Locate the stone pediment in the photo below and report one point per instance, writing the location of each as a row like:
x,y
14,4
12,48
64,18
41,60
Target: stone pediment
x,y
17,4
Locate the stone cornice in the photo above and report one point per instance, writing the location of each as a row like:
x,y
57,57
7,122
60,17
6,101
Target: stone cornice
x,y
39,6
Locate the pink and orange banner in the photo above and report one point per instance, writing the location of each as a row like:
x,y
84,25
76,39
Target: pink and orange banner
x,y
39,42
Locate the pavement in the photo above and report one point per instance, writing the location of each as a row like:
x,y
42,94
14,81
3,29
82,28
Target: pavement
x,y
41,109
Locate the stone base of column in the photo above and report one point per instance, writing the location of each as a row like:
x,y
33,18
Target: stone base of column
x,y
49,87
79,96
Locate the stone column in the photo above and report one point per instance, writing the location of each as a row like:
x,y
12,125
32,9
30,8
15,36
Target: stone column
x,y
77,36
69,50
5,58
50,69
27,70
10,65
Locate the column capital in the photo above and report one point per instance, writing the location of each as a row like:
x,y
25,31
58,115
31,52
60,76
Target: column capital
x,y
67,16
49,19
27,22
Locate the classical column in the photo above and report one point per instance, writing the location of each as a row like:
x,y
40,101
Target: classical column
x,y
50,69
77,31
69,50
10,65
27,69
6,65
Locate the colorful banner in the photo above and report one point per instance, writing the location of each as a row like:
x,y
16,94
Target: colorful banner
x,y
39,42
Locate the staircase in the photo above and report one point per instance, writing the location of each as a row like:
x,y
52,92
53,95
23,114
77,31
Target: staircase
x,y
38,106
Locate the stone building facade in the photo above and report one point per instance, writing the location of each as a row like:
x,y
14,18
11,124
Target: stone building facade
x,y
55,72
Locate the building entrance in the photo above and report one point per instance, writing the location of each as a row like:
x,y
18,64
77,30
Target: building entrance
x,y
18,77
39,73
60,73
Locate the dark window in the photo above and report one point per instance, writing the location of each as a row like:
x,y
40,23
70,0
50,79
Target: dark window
----------------
**AIM OF THE EXERCISE**
Give back the listing above exactly as written.

**ANSWER TO THIS TASK**
Locate the stone pediment in the photo below and report one point per instance, writing the location of each as a row like:
x,y
14,4
12,48
64,18
41,60
Target: stone pediment
x,y
17,4
Locate the stone cornice in the photo above and report one point per instance, writing the location of each as a row like:
x,y
57,57
7,122
60,17
6,101
Target: stone cornice
x,y
39,6
Locate the pink and orange banner in the photo above and report one point per instance, writing the location of each as a row like:
x,y
84,25
76,39
Target: pink and orange banner
x,y
39,42
Locate the pavement in the photo above and report one point per instance, writing the location of each as a row like:
x,y
42,94
14,81
3,29
82,28
Target: pavement
x,y
41,109
Locate the stone base of column in the photo above and report one point per instance, writing the location of each as a row like:
x,y
33,18
Target: stone base of column
x,y
49,87
79,96
Locate the stone column in the photo above and report one point per instance, writing the location of each as a row like:
x,y
12,125
32,9
30,8
15,36
Target: stone column
x,y
77,36
69,50
5,58
50,69
27,70
10,65
Locate the column capital in the photo above and report one point per instance, writing the location of each as a row like:
x,y
25,31
58,115
31,52
60,76
Target: column capital
x,y
67,16
49,19
27,22
Locate the classical column in the photo above and report one point per instance, writing the location of each as a row like:
x,y
40,101
Target: classical column
x,y
50,69
77,31
69,50
10,65
27,69
6,65
Locate the colorful banner in the photo above and report one point per instance, writing the location of each as a row like:
x,y
16,94
Target: colorful banner
x,y
39,42
Locate the staircase in the photo above and report one point per instance, writing the location of each as a row like:
x,y
52,92
53,95
23,114
77,31
Target: staircase
x,y
38,106
Locate the stone building facade in the photo above and report one point per instance, writing the location of each as a row like:
x,y
14,18
11,124
Target: stone building facade
x,y
55,72
Locate the building entrance in the photo above and report one point per instance, writing the location of each as a row like:
x,y
18,64
77,30
Target: building entrance
x,y
18,77
39,73
60,73
Locate the dark window in the photo above and report one point per instance, writing the location of each as a row like:
x,y
40,23
70,0
50,79
Target: dark window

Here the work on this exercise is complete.